WHAT IS NEEDED: Count the lines in the rows below that contain the string "train", treating uppercase and lowercase as different. Give only the number.

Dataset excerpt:
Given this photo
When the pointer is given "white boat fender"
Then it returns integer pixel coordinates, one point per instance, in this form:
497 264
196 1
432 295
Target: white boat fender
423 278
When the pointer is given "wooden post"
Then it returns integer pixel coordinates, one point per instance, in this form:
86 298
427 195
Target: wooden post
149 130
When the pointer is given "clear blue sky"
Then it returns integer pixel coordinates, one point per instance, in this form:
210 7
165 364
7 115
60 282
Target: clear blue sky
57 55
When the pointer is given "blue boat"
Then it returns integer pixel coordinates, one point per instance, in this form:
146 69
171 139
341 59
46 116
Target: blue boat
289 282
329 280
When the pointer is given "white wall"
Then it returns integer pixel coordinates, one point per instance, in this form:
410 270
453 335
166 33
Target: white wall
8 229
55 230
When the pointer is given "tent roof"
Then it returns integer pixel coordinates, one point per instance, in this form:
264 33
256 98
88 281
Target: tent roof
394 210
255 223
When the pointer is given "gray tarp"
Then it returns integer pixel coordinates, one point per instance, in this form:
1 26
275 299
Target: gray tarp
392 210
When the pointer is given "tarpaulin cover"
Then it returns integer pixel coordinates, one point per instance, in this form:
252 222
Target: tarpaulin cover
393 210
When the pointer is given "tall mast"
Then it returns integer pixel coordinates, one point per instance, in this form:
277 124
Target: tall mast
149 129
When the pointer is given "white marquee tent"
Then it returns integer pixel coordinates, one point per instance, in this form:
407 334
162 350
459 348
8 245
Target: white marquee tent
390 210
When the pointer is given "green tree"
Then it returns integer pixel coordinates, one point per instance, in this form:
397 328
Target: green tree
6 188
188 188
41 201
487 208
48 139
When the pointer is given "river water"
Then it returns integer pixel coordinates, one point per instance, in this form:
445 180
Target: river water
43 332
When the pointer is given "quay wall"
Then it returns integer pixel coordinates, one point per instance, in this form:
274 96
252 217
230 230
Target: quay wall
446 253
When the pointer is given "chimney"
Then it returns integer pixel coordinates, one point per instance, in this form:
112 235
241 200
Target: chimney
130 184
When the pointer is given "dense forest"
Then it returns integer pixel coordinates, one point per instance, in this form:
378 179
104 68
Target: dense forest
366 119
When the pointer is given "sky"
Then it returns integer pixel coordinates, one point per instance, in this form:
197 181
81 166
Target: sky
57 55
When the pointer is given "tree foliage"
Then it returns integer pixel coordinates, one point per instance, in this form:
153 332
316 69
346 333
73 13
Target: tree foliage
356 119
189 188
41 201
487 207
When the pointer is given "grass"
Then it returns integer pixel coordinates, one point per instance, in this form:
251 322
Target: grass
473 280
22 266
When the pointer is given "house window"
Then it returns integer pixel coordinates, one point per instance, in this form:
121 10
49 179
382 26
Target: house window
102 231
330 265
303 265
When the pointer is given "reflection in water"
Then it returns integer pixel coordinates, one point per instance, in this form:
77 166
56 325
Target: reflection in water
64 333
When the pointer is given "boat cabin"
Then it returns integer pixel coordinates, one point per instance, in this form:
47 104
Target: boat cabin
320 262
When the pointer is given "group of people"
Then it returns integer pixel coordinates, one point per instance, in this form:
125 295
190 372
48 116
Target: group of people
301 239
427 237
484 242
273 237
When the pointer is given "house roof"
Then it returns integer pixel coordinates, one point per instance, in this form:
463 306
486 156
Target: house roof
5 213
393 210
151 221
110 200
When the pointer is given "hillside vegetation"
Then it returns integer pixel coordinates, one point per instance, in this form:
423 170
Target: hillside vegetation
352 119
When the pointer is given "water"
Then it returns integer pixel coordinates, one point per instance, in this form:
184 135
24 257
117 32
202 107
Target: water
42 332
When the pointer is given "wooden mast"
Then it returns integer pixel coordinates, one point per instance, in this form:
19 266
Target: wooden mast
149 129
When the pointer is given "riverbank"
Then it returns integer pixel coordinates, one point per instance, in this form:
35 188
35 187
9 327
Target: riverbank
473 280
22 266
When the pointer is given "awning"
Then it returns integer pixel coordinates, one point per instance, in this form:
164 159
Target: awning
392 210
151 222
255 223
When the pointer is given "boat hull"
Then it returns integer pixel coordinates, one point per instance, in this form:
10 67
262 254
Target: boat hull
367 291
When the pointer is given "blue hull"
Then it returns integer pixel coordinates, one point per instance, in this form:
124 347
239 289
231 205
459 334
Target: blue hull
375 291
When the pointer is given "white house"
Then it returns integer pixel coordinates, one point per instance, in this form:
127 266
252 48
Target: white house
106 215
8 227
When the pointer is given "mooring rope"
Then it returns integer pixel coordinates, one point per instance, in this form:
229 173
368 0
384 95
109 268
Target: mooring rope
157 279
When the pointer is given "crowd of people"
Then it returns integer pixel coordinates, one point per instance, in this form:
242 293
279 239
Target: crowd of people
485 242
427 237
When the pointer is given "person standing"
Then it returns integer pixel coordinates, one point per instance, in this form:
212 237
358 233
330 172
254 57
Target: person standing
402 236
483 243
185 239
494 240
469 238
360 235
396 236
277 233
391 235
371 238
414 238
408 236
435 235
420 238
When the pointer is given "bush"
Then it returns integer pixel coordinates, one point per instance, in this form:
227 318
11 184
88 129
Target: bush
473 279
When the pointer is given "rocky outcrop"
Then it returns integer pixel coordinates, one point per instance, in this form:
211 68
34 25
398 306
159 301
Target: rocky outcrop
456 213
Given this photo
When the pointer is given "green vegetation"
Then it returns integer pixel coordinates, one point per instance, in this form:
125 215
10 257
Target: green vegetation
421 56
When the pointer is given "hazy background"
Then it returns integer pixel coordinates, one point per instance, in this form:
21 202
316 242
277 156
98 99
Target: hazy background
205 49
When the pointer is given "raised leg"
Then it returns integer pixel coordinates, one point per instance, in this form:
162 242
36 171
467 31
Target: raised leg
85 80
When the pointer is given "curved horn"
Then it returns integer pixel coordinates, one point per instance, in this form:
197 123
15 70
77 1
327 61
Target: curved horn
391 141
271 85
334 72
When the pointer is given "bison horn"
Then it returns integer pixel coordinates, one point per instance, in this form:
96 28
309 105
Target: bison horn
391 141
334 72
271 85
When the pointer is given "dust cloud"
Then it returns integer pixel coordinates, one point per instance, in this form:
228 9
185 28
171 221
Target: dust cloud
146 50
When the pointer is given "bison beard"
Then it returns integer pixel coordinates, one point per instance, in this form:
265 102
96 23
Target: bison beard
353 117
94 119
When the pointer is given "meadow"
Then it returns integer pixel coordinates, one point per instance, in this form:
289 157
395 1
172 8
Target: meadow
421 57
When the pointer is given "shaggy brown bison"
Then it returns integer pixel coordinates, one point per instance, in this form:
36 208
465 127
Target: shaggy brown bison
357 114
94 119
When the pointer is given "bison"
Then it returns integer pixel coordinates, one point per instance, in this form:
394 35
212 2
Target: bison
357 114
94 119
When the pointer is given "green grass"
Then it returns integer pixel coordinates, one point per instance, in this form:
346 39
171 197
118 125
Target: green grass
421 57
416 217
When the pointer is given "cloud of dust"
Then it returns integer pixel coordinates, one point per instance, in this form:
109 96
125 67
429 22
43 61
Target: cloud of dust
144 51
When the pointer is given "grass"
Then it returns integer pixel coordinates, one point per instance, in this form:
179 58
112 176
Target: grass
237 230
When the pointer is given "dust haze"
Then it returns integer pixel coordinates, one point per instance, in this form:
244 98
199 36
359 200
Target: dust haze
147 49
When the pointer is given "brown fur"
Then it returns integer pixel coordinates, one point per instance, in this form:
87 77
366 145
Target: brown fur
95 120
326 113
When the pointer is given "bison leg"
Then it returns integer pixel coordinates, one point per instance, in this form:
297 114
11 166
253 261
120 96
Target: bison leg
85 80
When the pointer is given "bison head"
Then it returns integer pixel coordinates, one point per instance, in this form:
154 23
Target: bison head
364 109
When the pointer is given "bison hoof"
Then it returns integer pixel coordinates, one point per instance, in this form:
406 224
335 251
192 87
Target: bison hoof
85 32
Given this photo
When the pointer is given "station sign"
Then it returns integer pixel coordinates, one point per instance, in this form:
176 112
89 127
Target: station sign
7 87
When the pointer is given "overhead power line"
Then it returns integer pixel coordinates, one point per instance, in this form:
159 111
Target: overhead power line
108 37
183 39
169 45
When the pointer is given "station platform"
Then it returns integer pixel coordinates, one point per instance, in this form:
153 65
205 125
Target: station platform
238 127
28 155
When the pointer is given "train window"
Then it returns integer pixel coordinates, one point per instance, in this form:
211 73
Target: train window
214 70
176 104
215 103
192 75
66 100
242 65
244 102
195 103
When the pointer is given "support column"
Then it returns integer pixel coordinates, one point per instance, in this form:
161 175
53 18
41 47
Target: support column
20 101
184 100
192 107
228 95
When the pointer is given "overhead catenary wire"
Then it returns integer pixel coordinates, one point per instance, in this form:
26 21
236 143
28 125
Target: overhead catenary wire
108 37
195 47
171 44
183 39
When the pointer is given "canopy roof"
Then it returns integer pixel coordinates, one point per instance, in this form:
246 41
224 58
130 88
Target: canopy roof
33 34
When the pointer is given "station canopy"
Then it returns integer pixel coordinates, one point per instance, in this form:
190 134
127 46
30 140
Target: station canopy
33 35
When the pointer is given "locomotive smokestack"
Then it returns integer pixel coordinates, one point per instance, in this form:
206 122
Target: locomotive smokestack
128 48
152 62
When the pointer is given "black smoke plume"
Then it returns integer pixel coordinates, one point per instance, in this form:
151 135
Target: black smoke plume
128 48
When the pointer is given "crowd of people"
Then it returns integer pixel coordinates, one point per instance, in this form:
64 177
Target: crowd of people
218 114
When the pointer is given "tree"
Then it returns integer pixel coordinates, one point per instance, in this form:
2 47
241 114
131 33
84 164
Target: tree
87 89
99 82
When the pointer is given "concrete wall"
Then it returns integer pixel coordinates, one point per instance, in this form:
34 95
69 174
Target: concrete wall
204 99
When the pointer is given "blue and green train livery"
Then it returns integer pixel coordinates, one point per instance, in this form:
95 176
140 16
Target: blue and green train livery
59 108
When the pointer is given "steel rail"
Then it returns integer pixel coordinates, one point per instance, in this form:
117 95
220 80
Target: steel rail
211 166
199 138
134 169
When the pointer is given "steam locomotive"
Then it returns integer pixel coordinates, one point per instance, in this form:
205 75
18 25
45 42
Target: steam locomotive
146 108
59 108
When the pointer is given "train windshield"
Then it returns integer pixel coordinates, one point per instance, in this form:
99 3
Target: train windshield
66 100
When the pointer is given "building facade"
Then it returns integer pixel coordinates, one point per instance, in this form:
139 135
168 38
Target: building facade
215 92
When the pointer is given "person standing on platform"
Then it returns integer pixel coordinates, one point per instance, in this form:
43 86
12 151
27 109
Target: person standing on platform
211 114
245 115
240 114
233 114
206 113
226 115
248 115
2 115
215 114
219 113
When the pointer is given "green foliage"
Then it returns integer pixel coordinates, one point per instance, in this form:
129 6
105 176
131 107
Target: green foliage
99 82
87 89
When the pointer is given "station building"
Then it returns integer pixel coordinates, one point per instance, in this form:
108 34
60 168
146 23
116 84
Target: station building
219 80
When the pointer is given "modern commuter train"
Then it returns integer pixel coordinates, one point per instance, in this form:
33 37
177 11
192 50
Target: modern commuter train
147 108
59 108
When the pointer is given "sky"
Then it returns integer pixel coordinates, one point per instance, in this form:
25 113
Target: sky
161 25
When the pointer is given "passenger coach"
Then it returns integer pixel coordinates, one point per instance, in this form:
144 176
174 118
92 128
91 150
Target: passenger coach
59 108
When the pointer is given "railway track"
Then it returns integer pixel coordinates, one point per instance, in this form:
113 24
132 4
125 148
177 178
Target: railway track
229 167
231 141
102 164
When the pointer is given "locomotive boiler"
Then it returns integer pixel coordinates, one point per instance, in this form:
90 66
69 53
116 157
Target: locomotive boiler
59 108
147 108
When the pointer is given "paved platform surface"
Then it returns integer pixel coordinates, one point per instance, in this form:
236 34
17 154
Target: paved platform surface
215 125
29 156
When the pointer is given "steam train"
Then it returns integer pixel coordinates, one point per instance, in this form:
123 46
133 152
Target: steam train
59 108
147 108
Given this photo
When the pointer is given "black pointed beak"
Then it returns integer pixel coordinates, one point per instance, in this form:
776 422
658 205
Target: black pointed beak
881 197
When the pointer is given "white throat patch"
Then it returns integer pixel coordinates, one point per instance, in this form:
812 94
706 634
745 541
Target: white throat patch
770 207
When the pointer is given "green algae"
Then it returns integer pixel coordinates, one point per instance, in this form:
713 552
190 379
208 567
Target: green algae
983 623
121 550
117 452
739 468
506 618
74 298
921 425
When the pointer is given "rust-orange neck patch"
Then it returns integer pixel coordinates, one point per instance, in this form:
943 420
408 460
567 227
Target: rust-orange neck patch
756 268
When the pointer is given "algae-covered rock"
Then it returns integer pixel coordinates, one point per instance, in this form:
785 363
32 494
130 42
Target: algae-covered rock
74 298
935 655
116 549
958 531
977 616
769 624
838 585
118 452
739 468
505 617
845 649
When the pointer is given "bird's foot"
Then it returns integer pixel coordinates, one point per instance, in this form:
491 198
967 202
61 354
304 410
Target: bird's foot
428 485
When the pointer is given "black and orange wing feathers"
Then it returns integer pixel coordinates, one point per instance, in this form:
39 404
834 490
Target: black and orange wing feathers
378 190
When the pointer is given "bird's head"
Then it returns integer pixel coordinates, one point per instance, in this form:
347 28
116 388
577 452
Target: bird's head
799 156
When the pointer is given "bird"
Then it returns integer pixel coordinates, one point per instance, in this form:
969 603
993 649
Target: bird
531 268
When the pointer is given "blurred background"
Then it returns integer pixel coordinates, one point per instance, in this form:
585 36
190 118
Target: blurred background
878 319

TASK OUTPUT: 10